◆ **本文**

───

半ば自棄のような勢いのよい丁寧な説明に応えて、異様な盛り上がりを見せるフロア。「やっぱり大阪の皆さんは違いますねーいいですねー」って大野さんが言葉にした。そんなやりとりに某SYNDROMESの「送料がー」「無料ー!」のやり取りを連想してしまったひとがあの場にいたら、固い握手をしたかったです、切に。盛り上がり過ぎて、「この守銭奴め」って言われました。心外です。すかさず「言い過ぎましたすみません」って謝ってたのでオールオッケー。というか、そんなの不測の事態過ぎて、対応本当にお疲れさまです。今後の郵送作業も大変だろうなあ。重ね重ねお疲れさまですという気持ち。はやく正規盤が彼らの元に届くといいな。

 

アンコールに、ミルクティー。曲終わり、最後まで残った粟子さんが「生きていればこんな風に必ず会えるから、どうか生きていてね」って添えてステージを後にした。僕らはいつかいなくなると当たり前のように言ってしまう彼らが、そう言葉にすることは特別が過ぎると思う。それぞれのいまを大切にしたその先に、今日みたいな出逢いや再会が待っていてくれるなら、きっとどこまでだって頑張れる。

───

◆ **記録**

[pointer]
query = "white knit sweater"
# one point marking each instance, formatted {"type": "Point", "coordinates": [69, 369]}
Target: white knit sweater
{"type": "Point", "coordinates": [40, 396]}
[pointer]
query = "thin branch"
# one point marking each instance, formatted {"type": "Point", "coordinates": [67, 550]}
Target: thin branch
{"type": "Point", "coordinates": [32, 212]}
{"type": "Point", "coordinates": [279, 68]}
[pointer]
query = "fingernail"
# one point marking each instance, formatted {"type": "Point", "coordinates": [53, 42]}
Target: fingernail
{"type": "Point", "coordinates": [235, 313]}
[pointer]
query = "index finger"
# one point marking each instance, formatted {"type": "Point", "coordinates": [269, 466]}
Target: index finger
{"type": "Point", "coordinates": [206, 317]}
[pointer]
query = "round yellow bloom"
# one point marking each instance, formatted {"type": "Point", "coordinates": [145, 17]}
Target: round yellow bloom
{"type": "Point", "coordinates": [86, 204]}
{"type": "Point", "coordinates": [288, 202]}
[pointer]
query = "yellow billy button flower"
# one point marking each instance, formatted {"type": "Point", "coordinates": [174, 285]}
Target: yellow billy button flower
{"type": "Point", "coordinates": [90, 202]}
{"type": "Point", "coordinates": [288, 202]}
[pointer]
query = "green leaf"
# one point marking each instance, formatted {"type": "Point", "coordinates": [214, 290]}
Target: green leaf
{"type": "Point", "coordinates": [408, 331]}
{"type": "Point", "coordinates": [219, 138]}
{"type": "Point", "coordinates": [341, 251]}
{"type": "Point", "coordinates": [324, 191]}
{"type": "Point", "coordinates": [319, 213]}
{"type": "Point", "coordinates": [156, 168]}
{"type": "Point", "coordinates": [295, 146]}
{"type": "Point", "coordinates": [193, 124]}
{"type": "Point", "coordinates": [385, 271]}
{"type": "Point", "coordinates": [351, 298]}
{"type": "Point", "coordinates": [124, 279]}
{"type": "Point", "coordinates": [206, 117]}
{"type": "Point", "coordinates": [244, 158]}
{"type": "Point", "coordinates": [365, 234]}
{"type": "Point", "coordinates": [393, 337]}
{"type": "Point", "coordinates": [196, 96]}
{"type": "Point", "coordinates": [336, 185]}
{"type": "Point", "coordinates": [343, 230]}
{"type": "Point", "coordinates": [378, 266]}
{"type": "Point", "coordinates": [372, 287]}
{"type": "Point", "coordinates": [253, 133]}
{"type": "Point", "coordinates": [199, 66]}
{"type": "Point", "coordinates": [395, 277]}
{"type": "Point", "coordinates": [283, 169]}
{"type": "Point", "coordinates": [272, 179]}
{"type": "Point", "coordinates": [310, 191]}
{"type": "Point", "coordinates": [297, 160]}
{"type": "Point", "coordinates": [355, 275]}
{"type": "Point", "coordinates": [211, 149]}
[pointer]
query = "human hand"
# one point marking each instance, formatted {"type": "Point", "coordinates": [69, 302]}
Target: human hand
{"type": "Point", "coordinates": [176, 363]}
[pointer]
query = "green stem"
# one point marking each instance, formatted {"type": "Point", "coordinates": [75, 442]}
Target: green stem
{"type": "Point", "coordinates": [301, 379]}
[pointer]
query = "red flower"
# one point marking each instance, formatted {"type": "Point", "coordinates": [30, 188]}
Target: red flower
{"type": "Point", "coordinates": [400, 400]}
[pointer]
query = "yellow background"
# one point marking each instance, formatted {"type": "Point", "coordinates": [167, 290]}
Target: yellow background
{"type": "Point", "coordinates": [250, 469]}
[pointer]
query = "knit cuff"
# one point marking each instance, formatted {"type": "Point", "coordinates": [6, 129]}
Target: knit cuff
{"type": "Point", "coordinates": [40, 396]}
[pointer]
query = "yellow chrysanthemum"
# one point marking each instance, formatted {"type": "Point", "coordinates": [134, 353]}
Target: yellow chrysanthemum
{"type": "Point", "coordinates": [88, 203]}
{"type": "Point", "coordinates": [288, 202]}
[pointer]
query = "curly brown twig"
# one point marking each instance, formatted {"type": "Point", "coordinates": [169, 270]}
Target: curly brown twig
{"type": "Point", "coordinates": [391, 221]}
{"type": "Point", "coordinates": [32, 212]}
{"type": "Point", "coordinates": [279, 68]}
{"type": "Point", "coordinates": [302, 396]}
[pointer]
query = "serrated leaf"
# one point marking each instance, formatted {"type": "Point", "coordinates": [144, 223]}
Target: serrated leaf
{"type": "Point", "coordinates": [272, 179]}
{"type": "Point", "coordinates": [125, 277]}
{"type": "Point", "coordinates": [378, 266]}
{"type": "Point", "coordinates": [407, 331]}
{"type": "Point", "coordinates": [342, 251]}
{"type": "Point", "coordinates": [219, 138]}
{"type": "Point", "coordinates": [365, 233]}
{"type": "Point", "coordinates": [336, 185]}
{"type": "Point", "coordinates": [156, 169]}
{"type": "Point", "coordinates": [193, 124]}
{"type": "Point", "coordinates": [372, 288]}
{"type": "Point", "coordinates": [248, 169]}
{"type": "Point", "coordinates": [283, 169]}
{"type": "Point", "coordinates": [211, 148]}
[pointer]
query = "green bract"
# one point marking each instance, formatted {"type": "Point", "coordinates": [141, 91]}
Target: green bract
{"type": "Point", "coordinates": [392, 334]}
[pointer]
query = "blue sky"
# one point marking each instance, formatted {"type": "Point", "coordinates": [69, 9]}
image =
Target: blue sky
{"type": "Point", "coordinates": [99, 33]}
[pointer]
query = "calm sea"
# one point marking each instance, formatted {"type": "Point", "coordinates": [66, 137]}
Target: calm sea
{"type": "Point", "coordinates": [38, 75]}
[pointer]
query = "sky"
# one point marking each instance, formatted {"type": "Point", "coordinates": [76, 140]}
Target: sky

───

◆ **課題**
(a) 本文によると、アンコールで演奏された曲は何ですか。
(b) 次の(i)～(iii)が本文の内容と合っているかどうかを判断し、それぞれ「はい」か「いいえ」で答えてください。根拠となる本文の語句もそのまま引用してください。
(i) 曲の終わりに最後までステージに残っていたのは粟子さんである。
(ii) 大野さんはフロアに向かって「東京の皆さんは違いますね」と言った。
(iii) 書き手は、正規盤がすでに彼らの元に届いたと述べている。
記録は本文とは別個の資料として掲載しています。

◆ **解答**
(a) ミルクティーです。

(b)
(i) はい。「最後まで残った粟子さんが」とあります。
(ii) いいえ。「やっぱり大阪の皆さんは違いますねーいいですねー」とあります。
(iii) いいえ。「はやく正規盤が彼らの元に届くといいな」とあります。